**Ejercicio:** Según el artículo sobre la vida política de México, ¿de qué revolución surgieron los Gobiernos cuya legitimidad se aspira a preservar?

**Artículo:**
---------------

En su rica variedad, la vida política de México parece transcurrir hoy entre dos utopías clásicas: por un lado, la esperanza de construir una democracia de títulos irreprochables tanto dentro del país como fuera de sus fronteras; por el otro, la aspiración de perfeccionar un sistema político, económico y social capaz de preservar, todo el tiempo y con validez para toda la sociedad, la legitimidad de los Gobiernos surgidos de la revolución de 1910.Las elecciones del pasado 6 de julio han demostrado que ambas utopías están, como pocas veces en la historia reciente del país, en el centro de la conciencia, las preocupaciones y los intereses de los más diversos sectores de la sociedad mexicana.

---------------

**Datos mostrados:**
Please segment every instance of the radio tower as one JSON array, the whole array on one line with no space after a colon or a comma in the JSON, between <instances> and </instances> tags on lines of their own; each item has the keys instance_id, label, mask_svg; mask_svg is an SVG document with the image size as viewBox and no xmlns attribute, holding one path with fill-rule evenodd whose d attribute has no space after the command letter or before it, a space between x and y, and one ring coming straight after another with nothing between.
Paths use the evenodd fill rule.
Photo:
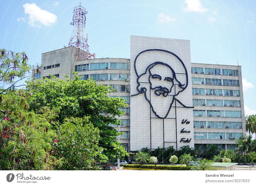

---------------

**Respuesta esperada:** De la revolución de 1910.